AIM OF THE TASK ::
Please transcribe exactly, and only, the lines of the data below between the line holding "# Target: sky" and the line holding "# Target: shadow on pavement", inclusive.

GIVEN RECORDS ::
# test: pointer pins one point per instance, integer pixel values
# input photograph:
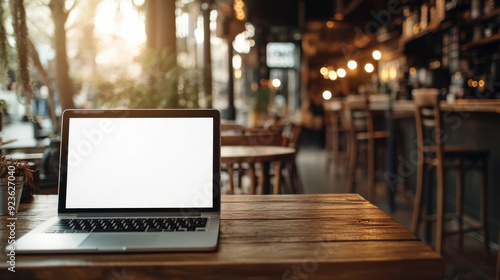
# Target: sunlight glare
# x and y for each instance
(129, 27)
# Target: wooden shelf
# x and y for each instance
(492, 14)
(430, 29)
(481, 42)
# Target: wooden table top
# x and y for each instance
(331, 236)
(255, 153)
(407, 106)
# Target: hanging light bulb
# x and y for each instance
(352, 64)
(341, 73)
(332, 75)
(369, 67)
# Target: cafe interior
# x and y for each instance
(377, 114)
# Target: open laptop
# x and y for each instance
(134, 180)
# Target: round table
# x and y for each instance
(263, 155)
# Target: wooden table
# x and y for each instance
(333, 236)
(399, 109)
(263, 155)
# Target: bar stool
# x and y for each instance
(432, 154)
(359, 121)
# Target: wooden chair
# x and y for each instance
(433, 154)
(292, 138)
(335, 135)
(264, 138)
(359, 122)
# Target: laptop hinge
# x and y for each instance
(136, 214)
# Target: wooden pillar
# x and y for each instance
(206, 8)
(165, 25)
(150, 24)
(231, 110)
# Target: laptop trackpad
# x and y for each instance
(106, 241)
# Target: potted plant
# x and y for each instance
(14, 174)
(3, 109)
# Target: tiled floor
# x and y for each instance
(469, 263)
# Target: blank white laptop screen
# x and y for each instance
(140, 163)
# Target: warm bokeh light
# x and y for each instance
(237, 74)
(352, 64)
(393, 73)
(323, 71)
(276, 83)
(384, 75)
(239, 9)
(254, 86)
(341, 73)
(327, 95)
(332, 75)
(129, 26)
(237, 61)
(369, 67)
(376, 54)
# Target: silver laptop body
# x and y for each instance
(134, 165)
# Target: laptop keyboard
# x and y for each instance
(128, 225)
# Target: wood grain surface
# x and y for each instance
(333, 236)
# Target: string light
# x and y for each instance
(323, 71)
(238, 9)
(369, 67)
(352, 64)
(276, 83)
(332, 75)
(341, 73)
(327, 95)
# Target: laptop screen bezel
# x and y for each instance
(153, 113)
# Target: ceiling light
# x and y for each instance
(352, 64)
(341, 73)
(332, 75)
(369, 67)
(327, 95)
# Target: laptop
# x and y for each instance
(134, 181)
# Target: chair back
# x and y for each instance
(358, 117)
(257, 139)
(291, 135)
(428, 119)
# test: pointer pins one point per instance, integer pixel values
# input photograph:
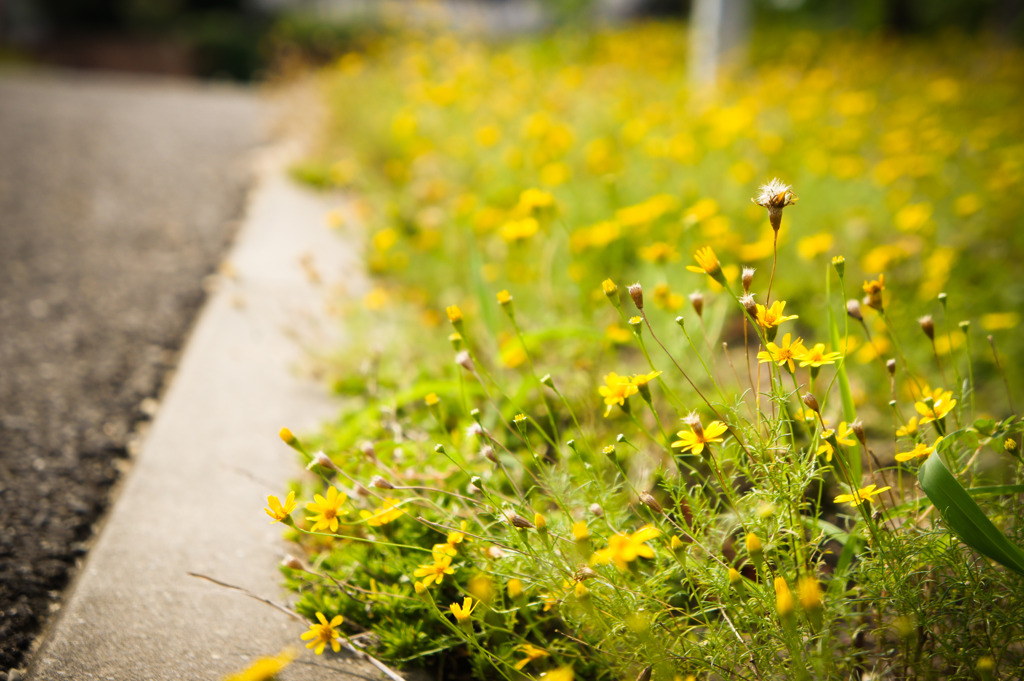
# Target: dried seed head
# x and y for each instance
(774, 196)
(748, 279)
(928, 326)
(378, 481)
(696, 299)
(648, 500)
(636, 293)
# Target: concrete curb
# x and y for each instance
(193, 502)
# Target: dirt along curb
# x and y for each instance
(194, 501)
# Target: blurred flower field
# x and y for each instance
(542, 471)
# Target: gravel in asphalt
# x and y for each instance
(118, 197)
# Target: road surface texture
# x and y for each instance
(117, 198)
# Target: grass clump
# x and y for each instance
(546, 472)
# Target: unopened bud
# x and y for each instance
(378, 481)
(858, 430)
(648, 500)
(636, 293)
(928, 326)
(747, 278)
(696, 299)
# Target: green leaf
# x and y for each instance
(965, 517)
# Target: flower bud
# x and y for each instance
(696, 299)
(463, 359)
(928, 326)
(748, 279)
(378, 481)
(636, 293)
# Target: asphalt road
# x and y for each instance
(118, 197)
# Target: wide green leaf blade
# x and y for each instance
(965, 517)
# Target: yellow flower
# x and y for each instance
(784, 353)
(816, 356)
(843, 437)
(783, 598)
(532, 652)
(326, 510)
(909, 429)
(624, 549)
(919, 452)
(388, 512)
(517, 230)
(434, 572)
(264, 668)
(280, 511)
(707, 262)
(772, 315)
(694, 439)
(615, 390)
(324, 633)
(860, 496)
(941, 403)
(464, 611)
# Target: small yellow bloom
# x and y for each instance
(463, 612)
(624, 549)
(809, 593)
(783, 354)
(388, 512)
(696, 438)
(707, 262)
(773, 314)
(323, 634)
(941, 403)
(783, 598)
(919, 452)
(326, 510)
(860, 496)
(280, 511)
(909, 429)
(264, 669)
(434, 572)
(532, 652)
(816, 356)
(615, 390)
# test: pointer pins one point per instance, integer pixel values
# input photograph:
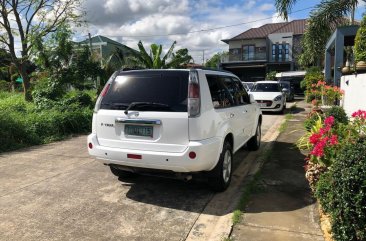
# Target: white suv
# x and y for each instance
(181, 122)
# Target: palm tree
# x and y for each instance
(154, 59)
(324, 18)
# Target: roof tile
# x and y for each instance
(295, 26)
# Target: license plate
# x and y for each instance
(133, 130)
(263, 104)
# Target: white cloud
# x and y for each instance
(266, 7)
(278, 19)
(167, 17)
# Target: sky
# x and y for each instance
(165, 21)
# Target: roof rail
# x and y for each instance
(212, 69)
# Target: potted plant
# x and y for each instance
(360, 47)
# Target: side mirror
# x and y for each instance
(251, 98)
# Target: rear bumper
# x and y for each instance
(207, 154)
(275, 106)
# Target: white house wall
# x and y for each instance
(354, 97)
(280, 38)
(237, 44)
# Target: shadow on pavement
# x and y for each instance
(282, 179)
(176, 194)
(282, 185)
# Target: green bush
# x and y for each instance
(343, 192)
(323, 191)
(338, 113)
(4, 85)
(22, 124)
(311, 119)
(360, 42)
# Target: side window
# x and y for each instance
(234, 90)
(243, 93)
(220, 95)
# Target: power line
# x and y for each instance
(203, 30)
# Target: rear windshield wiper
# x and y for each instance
(116, 106)
(134, 104)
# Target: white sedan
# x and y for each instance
(269, 96)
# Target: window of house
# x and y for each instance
(280, 52)
(287, 51)
(248, 52)
(274, 46)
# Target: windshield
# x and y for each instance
(148, 91)
(285, 85)
(266, 87)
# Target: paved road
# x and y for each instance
(58, 192)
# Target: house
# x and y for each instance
(103, 47)
(271, 47)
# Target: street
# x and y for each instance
(58, 192)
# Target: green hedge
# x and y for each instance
(342, 192)
(23, 124)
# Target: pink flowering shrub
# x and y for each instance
(324, 143)
(325, 138)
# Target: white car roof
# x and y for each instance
(267, 82)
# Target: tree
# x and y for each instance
(214, 61)
(179, 59)
(28, 19)
(326, 16)
(64, 62)
(154, 59)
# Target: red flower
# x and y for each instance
(333, 140)
(360, 114)
(314, 138)
(329, 121)
(319, 147)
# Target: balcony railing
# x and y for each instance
(233, 57)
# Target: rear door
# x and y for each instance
(156, 119)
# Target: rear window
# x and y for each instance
(166, 90)
(266, 87)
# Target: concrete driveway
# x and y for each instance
(58, 192)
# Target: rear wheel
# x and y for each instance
(121, 173)
(255, 142)
(220, 176)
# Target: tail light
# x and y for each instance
(194, 101)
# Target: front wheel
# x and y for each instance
(255, 142)
(220, 176)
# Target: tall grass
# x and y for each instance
(23, 124)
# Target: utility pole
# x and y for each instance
(90, 45)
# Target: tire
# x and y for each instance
(121, 173)
(220, 177)
(255, 142)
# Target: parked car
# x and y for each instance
(269, 96)
(175, 122)
(289, 90)
(248, 85)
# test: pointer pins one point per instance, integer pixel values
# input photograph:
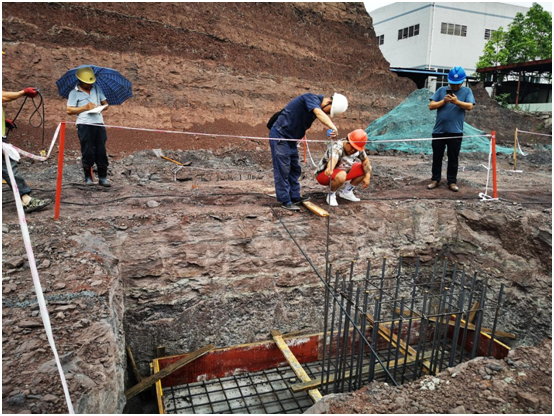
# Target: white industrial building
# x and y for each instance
(438, 35)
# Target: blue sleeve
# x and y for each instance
(438, 95)
(312, 102)
(101, 95)
(72, 99)
(470, 98)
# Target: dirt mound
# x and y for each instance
(488, 115)
(206, 67)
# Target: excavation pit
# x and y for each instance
(414, 326)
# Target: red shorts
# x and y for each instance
(356, 171)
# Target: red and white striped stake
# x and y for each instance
(493, 146)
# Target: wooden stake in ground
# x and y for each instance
(150, 381)
(315, 209)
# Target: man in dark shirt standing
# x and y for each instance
(292, 123)
(451, 104)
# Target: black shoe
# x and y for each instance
(36, 204)
(298, 201)
(88, 176)
(103, 176)
(290, 206)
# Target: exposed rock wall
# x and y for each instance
(215, 67)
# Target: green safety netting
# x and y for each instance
(413, 120)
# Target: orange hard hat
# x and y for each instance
(358, 139)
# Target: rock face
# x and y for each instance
(489, 116)
(522, 383)
(206, 67)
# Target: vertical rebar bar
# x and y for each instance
(455, 335)
(496, 314)
(353, 348)
(448, 312)
(422, 338)
(391, 335)
(437, 337)
(399, 337)
(361, 347)
(325, 319)
(479, 321)
(466, 317)
(331, 335)
(374, 338)
(412, 304)
(339, 333)
(346, 337)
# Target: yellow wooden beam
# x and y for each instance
(314, 394)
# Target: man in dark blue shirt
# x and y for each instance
(292, 123)
(451, 104)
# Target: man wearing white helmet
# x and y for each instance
(30, 203)
(451, 104)
(90, 129)
(292, 123)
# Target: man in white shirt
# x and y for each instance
(90, 126)
(338, 166)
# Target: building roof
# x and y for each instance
(544, 65)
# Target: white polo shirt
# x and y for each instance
(79, 98)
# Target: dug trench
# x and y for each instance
(197, 257)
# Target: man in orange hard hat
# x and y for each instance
(338, 166)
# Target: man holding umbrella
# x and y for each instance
(90, 126)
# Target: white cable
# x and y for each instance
(34, 272)
(310, 153)
(538, 134)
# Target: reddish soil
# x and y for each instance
(201, 259)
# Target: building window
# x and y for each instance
(454, 29)
(408, 32)
(488, 33)
(442, 81)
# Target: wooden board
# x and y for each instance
(150, 381)
(314, 394)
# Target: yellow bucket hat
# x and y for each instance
(86, 75)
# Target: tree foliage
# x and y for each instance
(528, 38)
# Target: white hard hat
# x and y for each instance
(340, 104)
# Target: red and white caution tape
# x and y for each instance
(531, 132)
(484, 196)
(190, 133)
(11, 153)
(36, 157)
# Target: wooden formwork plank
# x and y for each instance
(451, 322)
(389, 336)
(150, 381)
(365, 371)
(314, 394)
(473, 311)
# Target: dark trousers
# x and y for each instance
(93, 145)
(454, 145)
(19, 181)
(286, 168)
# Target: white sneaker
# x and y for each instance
(349, 196)
(332, 200)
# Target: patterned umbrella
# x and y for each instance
(115, 86)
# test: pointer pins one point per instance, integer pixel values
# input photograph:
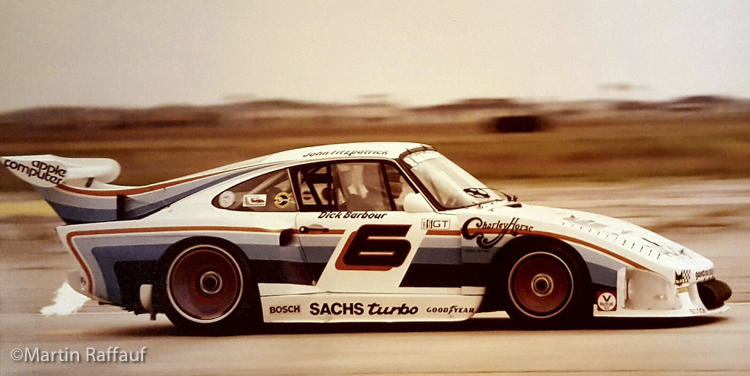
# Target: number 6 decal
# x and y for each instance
(375, 247)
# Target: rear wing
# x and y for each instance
(47, 171)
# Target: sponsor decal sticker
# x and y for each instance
(352, 215)
(513, 227)
(226, 199)
(252, 200)
(348, 153)
(282, 200)
(284, 309)
(40, 170)
(682, 277)
(359, 309)
(450, 310)
(436, 224)
(606, 301)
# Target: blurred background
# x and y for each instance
(532, 91)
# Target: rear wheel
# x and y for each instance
(546, 287)
(209, 290)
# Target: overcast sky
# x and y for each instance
(150, 53)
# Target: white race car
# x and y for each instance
(368, 232)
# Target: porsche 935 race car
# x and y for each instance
(371, 232)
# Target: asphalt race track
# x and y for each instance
(712, 218)
(709, 345)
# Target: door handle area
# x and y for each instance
(313, 229)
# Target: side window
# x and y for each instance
(353, 186)
(271, 192)
(398, 185)
(362, 186)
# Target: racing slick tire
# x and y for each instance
(546, 286)
(208, 289)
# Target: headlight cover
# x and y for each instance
(650, 291)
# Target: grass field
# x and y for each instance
(614, 149)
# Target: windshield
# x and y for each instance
(449, 184)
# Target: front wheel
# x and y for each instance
(546, 287)
(209, 290)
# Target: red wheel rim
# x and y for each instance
(204, 284)
(540, 285)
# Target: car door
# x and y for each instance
(356, 235)
(265, 209)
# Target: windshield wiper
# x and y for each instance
(476, 192)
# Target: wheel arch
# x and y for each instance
(160, 298)
(491, 302)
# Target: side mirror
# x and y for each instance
(415, 203)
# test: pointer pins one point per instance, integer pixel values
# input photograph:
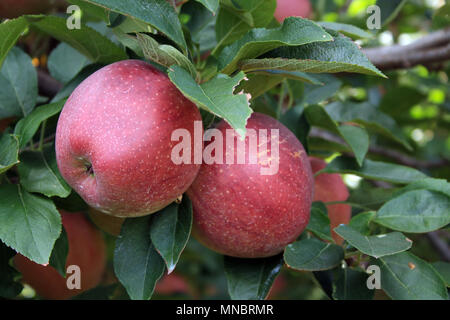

OUTPUT FOR THIS TASK ::
# Target: sky
# x and y for each instance
(165, 21)
# Target: roof rail
# x and y for each instance
(212, 69)
# Target: potted plant
# x and y for each instance
(360, 47)
# Target: side mirror
# x and y for each instance
(251, 98)
# Target: rear bumper
# x and y for each instance
(207, 154)
(275, 106)
# Target: white house wall
# x and y for each instance
(354, 97)
(280, 38)
(237, 44)
# Target: shadow on pavement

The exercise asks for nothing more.